───── Texto propuesto
Crónica del desarraigo
Los entrecruces culturales que han azorado las mudanzas del narrador coahuilense Alfredo Loera, reflejan un estado de ánimo que oscila entre el aburrimiento absoluto en Xalapa y la estancia insignificante en una urbe sin cielo como el D.F. Aquí, para Loera, Torreón nunca fue una ruta, y la escritura representa el grado cero y el comienzo de todo.
Lo que pasa con Torreón es que todo lo que surge aquí tiene una especie de orfandad. Para los que no concuerdan con las normas preestablecidas es muy difícil encontrar resguardo. Las estructuras sociales apenas tienen arraigo en los ámbitos de la vida pública. Para un pretendido escritor, Torreón no ofrecía nada. Los libros eran difíciles de conseguir. Una vez fui con estúpida emoción adolescente a una de las librerías más grandes de la ciudad, en una de las calles del centro, a buscar La montaña mágica de Thomas Mann. Busqué en la eme el apellido del autor para encontrar la susodicha novela. Nada más alejado de la realidad. La dependienta no sabía nada. Casi con miedo le pregunté si podía hacer el pedido al Distrito Federal. Afortunadamente, el libro no estaba agotado. Volví en dos ocasiones a preguntar si ya había llegado. Aún siento escozor al recordar las palabras de la mujer: “Ven la semana que entra a ver si ya llegó”. A mis diecisiete años eso se planteaba como una eternidad.
Había algunos talleres de escritores locales, pero me parecían demasiado cursis. No tuve de otra más que sumergirme en esas aguas. Por supuesto, no les creía nada, pero pensaba que algo se podría aprender. Hubo un poeta al que sí le aprendí. Era un escritor que venía cada mes desde la capital del país y daba dos sesiones de taller, el viernes por la noche y el sábado por la mañana. Era un poeta ya viejo, con formación clásica, bagaje cultural y una manera de expresarse como de negociante de la central de abastos. Me atrajo su manera despiadada de revisar los textos. No era un hombre de letras engolado, sino alguien de apariencia común, pero que a mis compañeros y a mí nos sacó de la ignorancia literaria. Todos nos preguntábamos por qué este señor venía desde tan lejos a tallerearnos. Nunca llegamos a una conclusión. Omito el nombre de este poeta porque la última vez que vino nos dijo: “Olvídense de mí, olvídense de que me conocieron; yo no los conozco y si me los encuentro en algún sitio ni me saluden”.
──────────
───── Material extraído
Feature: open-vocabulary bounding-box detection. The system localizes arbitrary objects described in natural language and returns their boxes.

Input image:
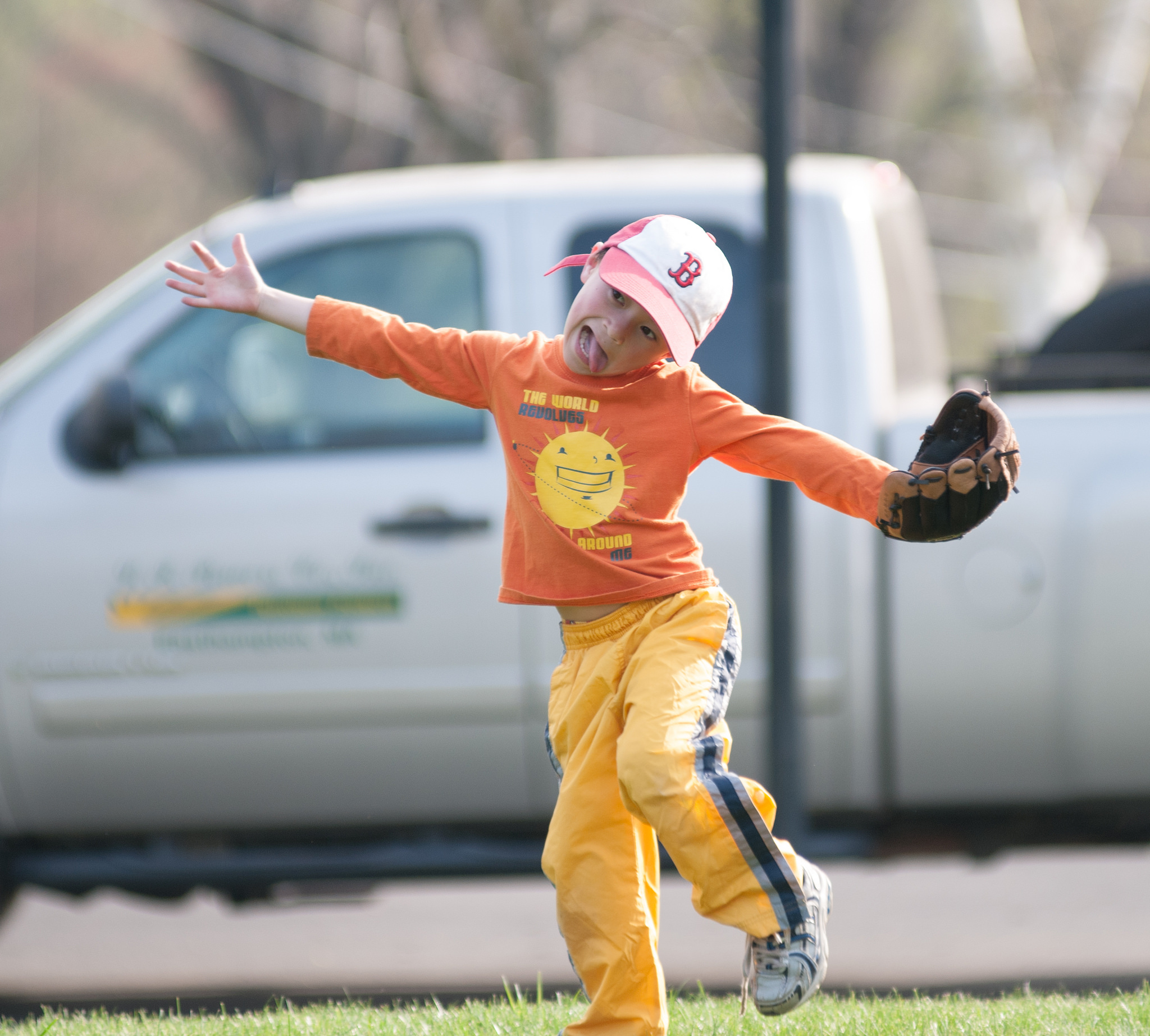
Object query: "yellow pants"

[543,587,805,1036]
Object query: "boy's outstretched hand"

[165,234,313,335]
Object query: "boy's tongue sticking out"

[575,324,607,374]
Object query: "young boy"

[167,216,892,1036]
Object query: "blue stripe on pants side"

[693,605,807,932]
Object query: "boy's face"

[564,246,668,377]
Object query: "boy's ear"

[578,241,607,284]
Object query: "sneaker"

[742,860,832,1014]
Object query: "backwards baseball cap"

[544,216,734,367]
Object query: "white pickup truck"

[0,156,1150,899]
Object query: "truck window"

[567,223,763,406]
[875,187,950,392]
[130,234,484,458]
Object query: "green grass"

[13,985,1150,1036]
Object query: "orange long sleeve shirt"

[307,296,892,605]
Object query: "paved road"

[0,847,1150,1011]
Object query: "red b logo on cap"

[667,252,702,287]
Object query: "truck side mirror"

[65,374,136,472]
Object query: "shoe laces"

[738,928,814,1015]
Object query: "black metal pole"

[760,0,806,846]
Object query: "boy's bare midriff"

[555,605,627,622]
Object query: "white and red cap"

[544,216,734,367]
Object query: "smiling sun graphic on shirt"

[526,429,630,530]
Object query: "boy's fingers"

[231,234,255,266]
[163,277,206,299]
[192,241,220,270]
[165,259,203,287]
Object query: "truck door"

[0,231,526,833]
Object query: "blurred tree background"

[0,0,1150,368]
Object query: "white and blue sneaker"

[742,860,832,1014]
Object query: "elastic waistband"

[561,594,675,651]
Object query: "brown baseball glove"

[878,389,1019,543]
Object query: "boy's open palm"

[165,234,264,315]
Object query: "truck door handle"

[372,507,491,539]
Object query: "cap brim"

[599,248,698,367]
[543,253,591,277]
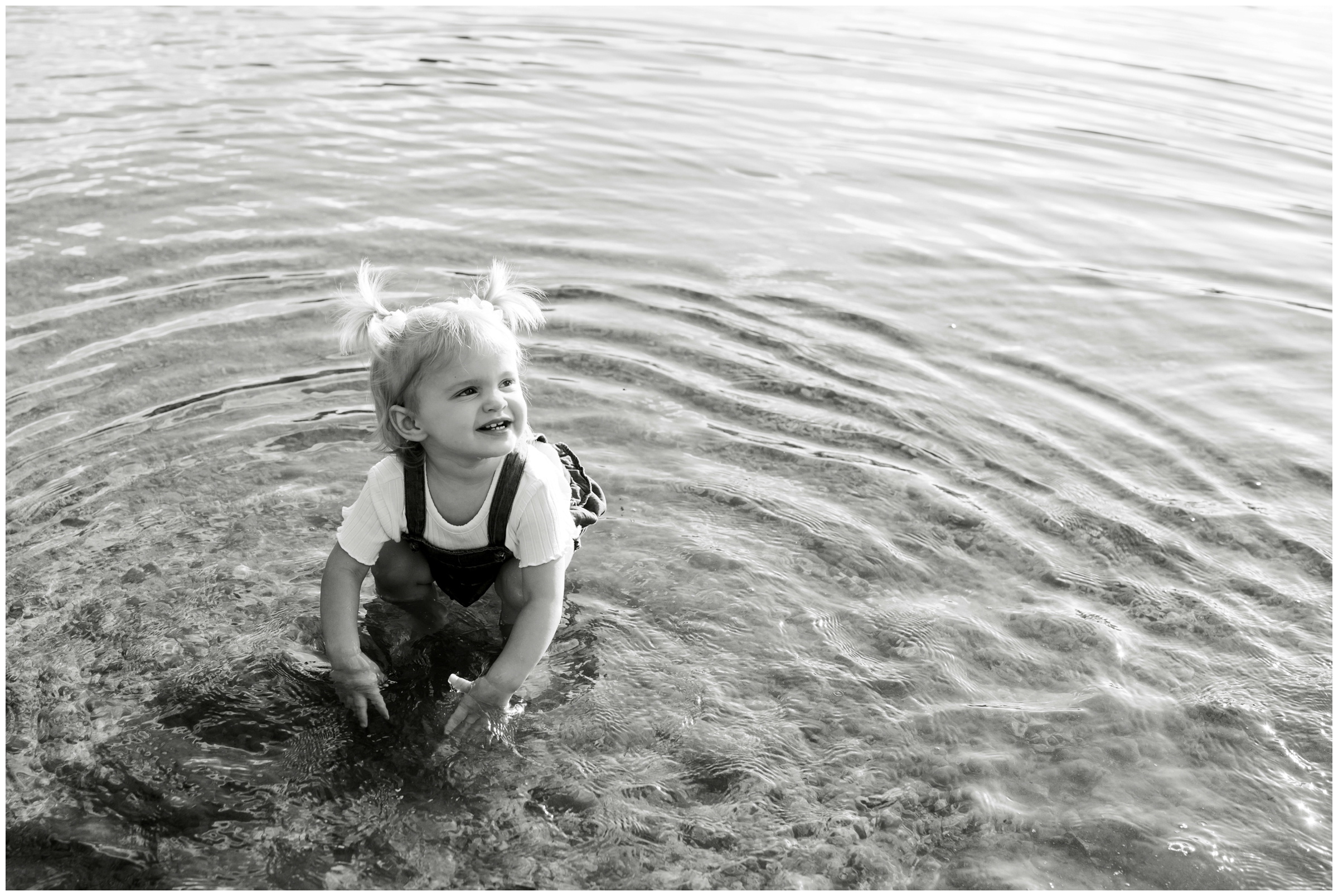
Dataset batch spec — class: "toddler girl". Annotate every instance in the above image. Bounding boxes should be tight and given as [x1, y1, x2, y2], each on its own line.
──────────
> [Objetivo del ejercicio]:
Di si cada afirmación concuerda con el texto sobre Torreón, respondiendo sí o no y citando las palabras del texto que lo deciden. 1. La novela pedida en la librería ya estaba agotada. 2. El poeta que venía de la capital impartía dos sesiones de taller cada mes. 3. Los asistentes al taller averiguaron por qué el poeta venía desde tan lejos.

> [Solución]:
1. No: "Afortunadamente, el libro no estaba agotado."
2. Sí: "venía cada mes desde la capital del país y daba dos sesiones de taller, el viernes por la noche y el sábado por la mañana."
3. No: "Nunca llegamos a una conclusión."